-- INSTRUÇÃO DA TAREFA A --
Responda às perguntas abaixo com base na crônica sobre o inverno, marcando as respostas com (i), (ii) e (iii), uma por linha:
(i) Perto de qual rua ficava o depósito de fios frequentado pelo grupo?
(ii) Que apelido recebeu a blusa amarelo-bebê com tranças feita pela irmã?
(iii) Em que se transformou a blusa branca sem nome?
-- INSTRUÇÃO DA TAREFA B --
Transcreva, por favor, o trecho da crônica sobre o inverno que começa em "É inverno no" e termina em "dela até hoje.".
-- INSTRUÇÃO DA TAREFA C --
Indique se cada afirmação concorda com a crônica sobre o inverno. Responda sim ou não, marcando com (i), (ii) e (iii), e cite as palavras do texto que decidem:
(i) Quem narra está vivendo seu quinquagésimo quinto inverno.
(ii) A blusa apelidada de Brega foi usada várias vezes.
(iii) As duas roupas tricotadas pela mãe e guardadas são de inverno.

-- TRECHO DO DOCUMENTO --

▬▬▬

Inverno

É inverno no hemisfério sul. Meu quinquagésimo quinto. Da minha coleção de estações frias, lembrei de duas.

Era uma vez, inventamos de fazer tricô. Minha irmã, as amigas e eu. Viramos militantes da lã, partidárias das tramas, as doidas das agulhas. Nas geladas tardes paulistanas, nos reuníamos para tricotar. A cada ponto, uma bobagem no ar. Rir e tricotar são terapias avançadas.

Ficamos freguesas de um depósito de fios perto da rua Siqueira Bueno. Um mar de novelos, cones e cores à disposição. Se as temperaturas eram baixas, nossa criatividade não. E a gente era boa mesmo nas blusas. Depois de prontas, algumas ganhavam até nome, conforme a personalidade da peça. Fiz uma azul e verde, lã grossa, grandona. “Com que roupa você vai?”, “Hoje vou com a Big”. A amiga lembra dela até hoje.

Minha irmã se dedicou a um modelo com tranças na frente, maior capricho. Técnica sofisticada. Amarelo-bebê, pura meiguice. Mas ela não gostou nada do resultado, e nós… assim… tivemos que concordar. A pobre blusa sofreu bullying e ganhou a terrível alcunha de Brega. Nem chegou a ser usada. Hoje, acho que fomos injustas.

Ela também se tornaria famosa por tricotar uma blusa investível, razão de algumas das melhores gargalhadas da nossa juventude. Determinada a inovar no modo de fazer, ela a fez inteiriça, quase sem costuras. Toda branca, candidata a linda. Acontece que minha irmã exagerou na quantidade de pontos e só viu depois. As mangas tinham mais de um metro de comprimento, se não me falha a memória. Que ficou gigante, ficou. Sem nome, virou cobertor da nossa cachorra. Ela, ao menos, adorou.

Aquele inverno rendeu ainda muitos suéteres, cachecóis. Coloridos, listrados, gola assim, gola assado. O tempo passava, a gente se divertia e, de quebra, economizava e incrementava o guarda-roupa.

Minha mãe era craque nas agulhas gerais. Fez tanto tricô “pra fora”, como se dizia, na velha Lanofix. Entre as roupas que tricotou à mão para mim, guardei duas. Uma de verão, em barbante cru. E uma de inverno, amarelo-limão. De tempos em tempos eu as retiro do armário, sacudo a poeira, conto-lhes as novidades. Tão miúdas. Incrível que tenham me servido um dia. De tempos em tempos pergunto à Nina, sua neta, se ela gostaria de usá-las. Mas elas sempre retornam ao armário.

▬▬▬

-- MATERIAL EXIBIDO --
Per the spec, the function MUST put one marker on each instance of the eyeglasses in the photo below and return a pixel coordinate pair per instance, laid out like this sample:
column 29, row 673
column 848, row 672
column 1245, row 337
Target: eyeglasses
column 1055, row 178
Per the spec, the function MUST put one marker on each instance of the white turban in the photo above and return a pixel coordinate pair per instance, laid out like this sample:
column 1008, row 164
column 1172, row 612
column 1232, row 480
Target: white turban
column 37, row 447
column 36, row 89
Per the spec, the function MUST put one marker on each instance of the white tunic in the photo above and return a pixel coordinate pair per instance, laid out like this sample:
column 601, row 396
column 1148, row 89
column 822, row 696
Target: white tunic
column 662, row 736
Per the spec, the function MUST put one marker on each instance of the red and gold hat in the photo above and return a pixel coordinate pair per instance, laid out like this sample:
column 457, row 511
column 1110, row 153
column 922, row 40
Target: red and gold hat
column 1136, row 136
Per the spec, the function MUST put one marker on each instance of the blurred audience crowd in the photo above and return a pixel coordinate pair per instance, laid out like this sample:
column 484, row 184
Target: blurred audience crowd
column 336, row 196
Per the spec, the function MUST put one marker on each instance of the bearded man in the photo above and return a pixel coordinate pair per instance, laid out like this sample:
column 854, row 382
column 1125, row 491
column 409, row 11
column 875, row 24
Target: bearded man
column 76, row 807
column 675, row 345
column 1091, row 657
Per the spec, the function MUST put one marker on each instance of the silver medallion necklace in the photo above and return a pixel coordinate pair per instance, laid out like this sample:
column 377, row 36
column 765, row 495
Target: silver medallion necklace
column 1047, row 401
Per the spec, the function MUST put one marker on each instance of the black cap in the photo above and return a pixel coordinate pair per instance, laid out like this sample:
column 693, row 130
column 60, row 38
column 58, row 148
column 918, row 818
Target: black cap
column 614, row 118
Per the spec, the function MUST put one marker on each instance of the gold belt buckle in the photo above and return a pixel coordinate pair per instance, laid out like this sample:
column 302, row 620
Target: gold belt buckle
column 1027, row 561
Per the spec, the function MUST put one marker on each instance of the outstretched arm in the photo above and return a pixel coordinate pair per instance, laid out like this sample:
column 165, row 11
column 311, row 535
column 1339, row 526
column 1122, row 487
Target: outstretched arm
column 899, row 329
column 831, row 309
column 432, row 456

▬▬▬

-- RESULTADO DA TAREFA A --
(i) Rua Siqueira Bueno.
(ii) Brega.
(iii) No cobertor da cachorra.

-- RESULTADO DA TAREFA B --
É inverno no hemisfério sul. Meu quinquagésimo quinto. Da minha coleção de estações frias, lembrei de duas.

Era uma vez, inventamos de fazer tricô. Minha irmã, as amigas e eu. Viramos militantes da lã, partidárias das tramas, as doidas das agulhas. Nas geladas tardes paulistanas, nos reuníamos para tricotar. A cada ponto, uma bobagem no ar. Rir e tricotar são terapias avançadas.

Ficamos freguesas de um depósito de fios perto da rua Siqueira Bueno. Um mar de novelos, cones e cores à disposição. Se as temperaturas eram baixas, nossa criatividade não. E a gente era boa mesmo nas blusas. Depois de prontas, algumas ganhavam até nome, conforme a personalidade da peça. Fiz uma azul e verde, lã grossa, grandona. “Com que roupa você vai?”, “Hoje vou com a Big”. A amiga lembra dela até hoje.

-- RESULTADO DA TAREFA C --
(i) Sim: "Meu quinquagésimo quinto."
(ii) Não: "Nem chegou a ser usada."
(iii) Não: "Uma de verão, em barbante cru. E uma de inverno, amarelo-limão."